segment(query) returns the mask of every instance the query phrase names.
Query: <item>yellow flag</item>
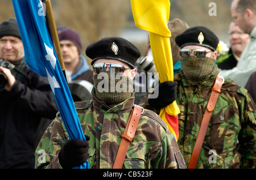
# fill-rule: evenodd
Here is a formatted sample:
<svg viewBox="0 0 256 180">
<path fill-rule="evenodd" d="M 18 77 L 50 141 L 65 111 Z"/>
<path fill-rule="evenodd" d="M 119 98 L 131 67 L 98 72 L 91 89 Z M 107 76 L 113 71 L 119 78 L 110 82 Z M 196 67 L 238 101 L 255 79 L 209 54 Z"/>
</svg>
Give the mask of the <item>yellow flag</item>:
<svg viewBox="0 0 256 180">
<path fill-rule="evenodd" d="M 160 83 L 174 80 L 174 67 L 168 28 L 171 4 L 169 0 L 131 0 L 137 27 L 148 31 L 154 61 Z M 159 116 L 169 130 L 179 138 L 179 107 L 175 101 L 160 110 Z"/>
</svg>

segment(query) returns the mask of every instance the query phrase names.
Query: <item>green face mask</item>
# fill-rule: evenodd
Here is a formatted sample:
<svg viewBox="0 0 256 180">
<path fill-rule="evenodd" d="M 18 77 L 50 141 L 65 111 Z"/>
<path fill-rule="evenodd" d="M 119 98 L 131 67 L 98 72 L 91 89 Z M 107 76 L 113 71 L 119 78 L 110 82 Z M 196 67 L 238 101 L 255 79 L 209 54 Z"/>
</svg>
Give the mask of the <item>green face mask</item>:
<svg viewBox="0 0 256 180">
<path fill-rule="evenodd" d="M 180 58 L 180 61 L 184 74 L 193 83 L 201 82 L 208 76 L 217 75 L 219 72 L 217 65 L 214 65 L 215 59 L 212 58 L 199 59 L 194 56 L 189 56 L 187 59 Z"/>
<path fill-rule="evenodd" d="M 125 76 L 115 76 L 109 71 L 93 76 L 93 95 L 112 108 L 134 95 L 133 80 Z"/>
</svg>

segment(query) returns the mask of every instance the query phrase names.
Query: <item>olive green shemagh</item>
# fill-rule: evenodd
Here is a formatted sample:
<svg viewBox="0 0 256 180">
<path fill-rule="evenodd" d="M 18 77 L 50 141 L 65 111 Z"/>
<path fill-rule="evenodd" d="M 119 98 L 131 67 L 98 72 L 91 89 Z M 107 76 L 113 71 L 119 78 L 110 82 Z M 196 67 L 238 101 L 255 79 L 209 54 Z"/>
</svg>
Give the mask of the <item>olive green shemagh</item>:
<svg viewBox="0 0 256 180">
<path fill-rule="evenodd" d="M 122 75 L 114 75 L 110 71 L 93 76 L 93 95 L 110 107 L 114 106 L 134 95 L 133 80 Z"/>
<path fill-rule="evenodd" d="M 212 58 L 199 59 L 189 56 L 187 59 L 180 58 L 180 61 L 184 74 L 193 83 L 200 82 L 210 75 L 217 75 L 220 71 L 217 66 L 214 65 L 215 59 Z"/>
</svg>

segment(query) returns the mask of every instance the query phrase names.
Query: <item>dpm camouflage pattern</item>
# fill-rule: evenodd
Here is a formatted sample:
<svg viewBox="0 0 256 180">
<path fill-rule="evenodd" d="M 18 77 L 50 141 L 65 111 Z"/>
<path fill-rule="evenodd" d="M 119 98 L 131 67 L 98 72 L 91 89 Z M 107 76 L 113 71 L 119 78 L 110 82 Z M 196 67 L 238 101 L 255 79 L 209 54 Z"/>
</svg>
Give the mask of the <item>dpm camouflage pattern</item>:
<svg viewBox="0 0 256 180">
<path fill-rule="evenodd" d="M 108 109 L 93 96 L 76 102 L 84 134 L 90 136 L 90 168 L 113 168 L 134 98 Z M 185 168 L 175 138 L 154 112 L 144 110 L 123 168 Z M 60 114 L 46 131 L 36 150 L 36 168 L 61 168 L 58 153 L 69 139 Z"/>
<path fill-rule="evenodd" d="M 188 164 L 216 75 L 191 85 L 181 72 L 174 75 L 179 114 L 177 141 Z M 154 88 L 154 87 L 153 87 Z M 152 92 L 154 88 L 149 91 Z M 161 93 L 159 92 L 159 93 Z M 154 110 L 146 96 L 139 105 Z M 196 168 L 255 168 L 256 106 L 243 87 L 226 79 L 213 110 Z"/>
<path fill-rule="evenodd" d="M 176 74 L 178 144 L 188 166 L 211 88 L 216 75 L 190 85 Z M 256 105 L 247 91 L 225 80 L 212 113 L 196 168 L 254 168 L 256 166 Z"/>
</svg>

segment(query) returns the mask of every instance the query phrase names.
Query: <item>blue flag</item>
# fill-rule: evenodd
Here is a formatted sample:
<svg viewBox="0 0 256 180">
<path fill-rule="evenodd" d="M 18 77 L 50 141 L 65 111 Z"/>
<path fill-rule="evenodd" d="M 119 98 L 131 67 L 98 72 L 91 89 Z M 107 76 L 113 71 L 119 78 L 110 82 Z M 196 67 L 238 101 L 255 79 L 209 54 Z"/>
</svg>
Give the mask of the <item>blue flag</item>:
<svg viewBox="0 0 256 180">
<path fill-rule="evenodd" d="M 24 46 L 26 63 L 36 74 L 47 76 L 70 139 L 86 141 L 39 0 L 13 0 L 13 4 Z M 74 168 L 88 169 L 89 163 L 86 161 Z"/>
</svg>

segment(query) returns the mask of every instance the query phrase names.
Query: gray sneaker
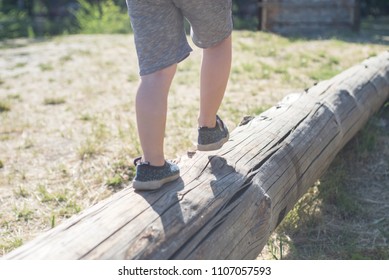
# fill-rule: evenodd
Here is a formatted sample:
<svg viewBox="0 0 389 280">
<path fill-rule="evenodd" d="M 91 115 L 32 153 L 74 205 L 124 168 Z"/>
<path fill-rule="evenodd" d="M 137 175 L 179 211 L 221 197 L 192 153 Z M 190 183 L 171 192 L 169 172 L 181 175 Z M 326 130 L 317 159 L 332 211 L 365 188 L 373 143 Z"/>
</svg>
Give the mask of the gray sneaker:
<svg viewBox="0 0 389 280">
<path fill-rule="evenodd" d="M 200 127 L 197 139 L 199 151 L 213 151 L 220 149 L 230 137 L 227 126 L 216 116 L 216 126 L 213 128 Z"/>
<path fill-rule="evenodd" d="M 136 190 L 151 191 L 180 177 L 177 164 L 165 161 L 163 166 L 153 166 L 149 162 L 142 162 L 141 158 L 134 160 L 136 175 L 132 186 Z"/>
</svg>

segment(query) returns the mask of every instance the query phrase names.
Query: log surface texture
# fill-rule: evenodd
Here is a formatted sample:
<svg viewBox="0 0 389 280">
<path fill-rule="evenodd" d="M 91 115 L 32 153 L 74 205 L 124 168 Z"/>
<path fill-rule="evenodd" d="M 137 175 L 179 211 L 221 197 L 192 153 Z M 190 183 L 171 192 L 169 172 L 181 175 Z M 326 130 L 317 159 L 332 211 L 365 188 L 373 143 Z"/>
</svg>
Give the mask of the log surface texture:
<svg viewBox="0 0 389 280">
<path fill-rule="evenodd" d="M 247 118 L 159 191 L 128 187 L 4 259 L 255 259 L 389 97 L 389 52 Z"/>
</svg>

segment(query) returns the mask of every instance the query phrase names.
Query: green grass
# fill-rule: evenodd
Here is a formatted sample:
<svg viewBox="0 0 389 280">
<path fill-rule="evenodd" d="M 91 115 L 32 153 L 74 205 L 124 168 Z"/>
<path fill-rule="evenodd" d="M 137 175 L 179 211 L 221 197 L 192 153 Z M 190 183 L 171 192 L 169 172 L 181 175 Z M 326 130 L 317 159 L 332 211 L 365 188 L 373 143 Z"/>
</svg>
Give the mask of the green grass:
<svg viewBox="0 0 389 280">
<path fill-rule="evenodd" d="M 8 101 L 0 100 L 0 113 L 8 112 L 11 110 L 11 105 Z"/>
</svg>

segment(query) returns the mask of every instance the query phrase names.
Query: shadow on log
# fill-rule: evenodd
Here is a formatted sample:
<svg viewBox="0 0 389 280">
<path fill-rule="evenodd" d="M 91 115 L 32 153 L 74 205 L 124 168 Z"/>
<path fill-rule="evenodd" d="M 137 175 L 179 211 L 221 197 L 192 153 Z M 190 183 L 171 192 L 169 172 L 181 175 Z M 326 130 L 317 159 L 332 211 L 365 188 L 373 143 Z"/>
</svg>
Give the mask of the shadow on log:
<svg viewBox="0 0 389 280">
<path fill-rule="evenodd" d="M 386 52 L 245 118 L 163 189 L 126 188 L 4 259 L 255 259 L 388 97 Z"/>
</svg>

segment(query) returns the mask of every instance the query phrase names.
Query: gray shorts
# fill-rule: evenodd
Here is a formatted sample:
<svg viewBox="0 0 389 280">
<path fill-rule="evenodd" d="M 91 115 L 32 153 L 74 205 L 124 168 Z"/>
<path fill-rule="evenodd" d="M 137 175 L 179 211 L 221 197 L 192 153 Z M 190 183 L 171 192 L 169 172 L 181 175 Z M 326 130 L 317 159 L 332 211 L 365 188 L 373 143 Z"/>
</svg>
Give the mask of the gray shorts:
<svg viewBox="0 0 389 280">
<path fill-rule="evenodd" d="M 185 59 L 192 48 L 186 39 L 184 18 L 193 42 L 209 48 L 232 31 L 232 0 L 127 0 L 135 37 L 140 75 L 151 74 Z"/>
</svg>

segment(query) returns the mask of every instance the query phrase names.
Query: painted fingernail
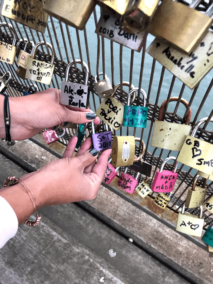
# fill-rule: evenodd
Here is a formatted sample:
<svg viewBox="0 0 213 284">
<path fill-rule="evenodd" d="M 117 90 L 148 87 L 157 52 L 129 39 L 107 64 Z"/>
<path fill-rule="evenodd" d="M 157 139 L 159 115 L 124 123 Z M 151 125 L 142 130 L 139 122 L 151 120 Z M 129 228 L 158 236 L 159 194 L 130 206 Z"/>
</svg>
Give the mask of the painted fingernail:
<svg viewBox="0 0 213 284">
<path fill-rule="evenodd" d="M 86 114 L 87 119 L 94 119 L 96 116 L 97 115 L 94 112 L 88 112 Z"/>
<path fill-rule="evenodd" d="M 91 155 L 92 155 L 93 157 L 95 157 L 98 155 L 98 152 L 96 149 L 93 148 L 91 149 L 89 151 Z"/>
</svg>

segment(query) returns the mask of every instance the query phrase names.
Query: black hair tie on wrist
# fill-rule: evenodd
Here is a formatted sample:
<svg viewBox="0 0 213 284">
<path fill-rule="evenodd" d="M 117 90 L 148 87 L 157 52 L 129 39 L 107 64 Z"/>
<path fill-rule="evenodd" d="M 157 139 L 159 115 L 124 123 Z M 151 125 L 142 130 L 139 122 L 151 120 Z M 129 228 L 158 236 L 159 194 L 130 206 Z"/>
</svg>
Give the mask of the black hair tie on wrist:
<svg viewBox="0 0 213 284">
<path fill-rule="evenodd" d="M 9 107 L 9 99 L 7 94 L 3 94 L 4 96 L 4 125 L 5 128 L 6 138 L 5 141 L 7 141 L 7 144 L 8 146 L 12 146 L 15 144 L 15 141 L 11 140 L 10 134 L 10 115 Z"/>
</svg>

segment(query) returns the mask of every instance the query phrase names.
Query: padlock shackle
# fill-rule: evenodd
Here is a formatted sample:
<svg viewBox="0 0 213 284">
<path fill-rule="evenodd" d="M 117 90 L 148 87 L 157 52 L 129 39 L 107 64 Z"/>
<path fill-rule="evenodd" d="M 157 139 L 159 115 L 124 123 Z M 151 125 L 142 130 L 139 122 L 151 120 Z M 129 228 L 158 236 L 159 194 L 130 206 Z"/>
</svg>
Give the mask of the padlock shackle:
<svg viewBox="0 0 213 284">
<path fill-rule="evenodd" d="M 165 160 L 163 161 L 163 162 L 161 164 L 161 166 L 159 172 L 162 172 L 163 170 L 164 169 L 164 166 L 168 161 L 170 161 L 170 160 L 173 160 L 174 161 L 176 161 L 175 167 L 175 169 L 173 171 L 173 172 L 174 173 L 176 172 L 176 171 L 178 168 L 178 162 L 177 162 L 176 161 L 176 158 L 175 157 L 172 157 L 172 156 L 167 157 L 167 158 L 166 158 Z"/>
<path fill-rule="evenodd" d="M 208 118 L 209 117 L 204 117 L 203 118 L 202 118 L 199 121 L 198 121 L 197 123 L 195 124 L 194 125 L 194 127 L 193 128 L 193 129 L 192 129 L 191 133 L 191 136 L 192 137 L 194 137 L 195 136 L 195 134 L 196 134 L 196 133 L 198 131 L 198 128 L 199 128 L 200 125 L 202 123 L 204 123 L 204 122 L 205 122 L 208 120 Z M 210 119 L 209 121 L 210 121 L 211 122 L 213 122 L 213 118 L 212 117 Z"/>
<path fill-rule="evenodd" d="M 40 46 L 40 45 L 46 45 L 46 44 L 47 46 L 48 46 L 48 47 L 52 51 L 52 56 L 51 57 L 51 60 L 50 60 L 50 64 L 52 65 L 53 64 L 55 58 L 54 55 L 54 52 L 51 44 L 49 43 L 49 42 L 46 42 L 45 43 L 44 41 L 39 41 L 39 42 L 36 43 L 36 44 L 35 44 L 31 51 L 30 57 L 31 58 L 34 58 L 36 55 L 36 51 L 38 46 Z"/>
<path fill-rule="evenodd" d="M 179 99 L 179 98 L 178 97 L 171 97 L 169 100 L 169 103 L 170 101 L 177 101 Z M 164 112 L 167 101 L 167 100 L 165 100 L 165 101 L 164 101 L 161 105 L 160 106 L 160 109 L 159 109 L 159 114 L 158 114 L 158 120 L 160 120 L 160 121 L 163 121 Z M 180 102 L 183 104 L 186 108 L 187 108 L 188 105 L 188 103 L 186 100 L 185 100 L 185 99 L 181 98 L 180 99 Z M 187 125 L 188 125 L 189 124 L 191 120 L 191 109 L 190 107 L 189 108 L 185 120 L 185 124 Z"/>
<path fill-rule="evenodd" d="M 2 23 L 0 23 L 0 28 L 1 28 L 1 27 L 7 27 L 8 28 L 10 32 L 10 33 L 12 35 L 13 38 L 12 42 L 12 45 L 15 45 L 16 43 L 16 36 L 14 32 L 13 26 L 11 24 L 9 24 L 9 23 L 7 23 L 5 22 L 4 22 Z"/>
<path fill-rule="evenodd" d="M 130 90 L 130 91 L 129 92 L 129 93 L 127 95 L 127 106 L 130 106 L 130 99 L 131 99 L 131 96 L 133 93 L 134 92 L 135 92 L 134 93 L 134 99 L 133 99 L 133 98 L 132 99 L 132 100 L 131 101 L 131 105 L 133 103 L 135 100 L 135 93 L 136 91 L 138 91 L 139 90 L 139 88 L 135 88 L 134 89 L 133 89 L 132 90 Z M 146 92 L 144 90 L 143 90 L 143 89 L 141 89 L 140 90 L 140 92 L 142 94 L 143 97 L 143 106 L 144 107 L 145 106 L 146 106 Z"/>
<path fill-rule="evenodd" d="M 79 63 L 81 64 L 81 60 L 80 59 L 76 59 L 75 60 L 75 62 L 76 63 Z M 70 69 L 71 66 L 74 65 L 74 64 L 75 62 L 74 61 L 72 61 L 71 62 L 70 62 L 67 66 L 66 72 L 65 73 L 65 81 L 66 82 L 68 82 L 68 80 L 69 80 L 69 75 L 70 72 Z M 88 81 L 89 78 L 89 68 L 84 61 L 83 61 L 83 65 L 84 67 L 84 72 L 85 73 L 85 77 L 84 79 L 84 85 L 87 85 L 88 84 Z"/>
<path fill-rule="evenodd" d="M 3 81 L 3 79 L 4 79 L 7 75 L 8 76 L 8 79 L 6 82 L 4 82 Z M 3 74 L 1 78 L 1 80 L 3 82 L 4 82 L 4 83 L 5 86 L 7 86 L 12 78 L 12 75 L 11 75 L 11 73 L 9 71 L 7 71 Z"/>
</svg>

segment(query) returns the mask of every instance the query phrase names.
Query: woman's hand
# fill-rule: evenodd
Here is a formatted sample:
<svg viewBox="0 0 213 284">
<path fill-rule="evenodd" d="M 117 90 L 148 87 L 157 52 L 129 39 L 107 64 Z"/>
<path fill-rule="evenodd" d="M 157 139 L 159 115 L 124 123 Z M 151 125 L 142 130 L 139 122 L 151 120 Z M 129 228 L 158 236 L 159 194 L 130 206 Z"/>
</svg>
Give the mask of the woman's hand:
<svg viewBox="0 0 213 284">
<path fill-rule="evenodd" d="M 9 97 L 10 135 L 13 140 L 23 140 L 32 137 L 45 128 L 53 127 L 65 122 L 85 123 L 94 120 L 95 124 L 100 120 L 89 109 L 85 109 L 60 104 L 60 90 L 49 88 L 36 93 L 16 97 Z M 1 102 L 3 101 L 3 96 Z M 0 137 L 5 138 L 3 107 L 0 118 Z M 90 113 L 90 119 L 87 114 Z M 91 117 L 92 114 L 94 116 Z"/>
</svg>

════════

:: WHAT THE TASK ASKS ::
Copy out the lines starting at the beginning of the items and ending with the line that contains "Give the mask of the <item>yellow", including both. Leave the picture out of your copy.

:: ANSWER TO THIS EXERCISE ::
segment(query) returns the mask of every instance the query phrase names.
Query: <item>yellow flag</item>
# fill-rule: evenodd
Here is a formatted sample:
<svg viewBox="0 0 256 180">
<path fill-rule="evenodd" d="M 18 77 L 50 141 L 65 111 Z"/>
<path fill-rule="evenodd" d="M 119 98 L 131 67 L 98 72 L 91 89 Z M 107 76 L 113 71 L 119 78 L 110 82 Z M 196 67 L 238 101 L 255 79 L 209 54 Z"/>
</svg>
Give the mask of the <item>yellow flag</item>:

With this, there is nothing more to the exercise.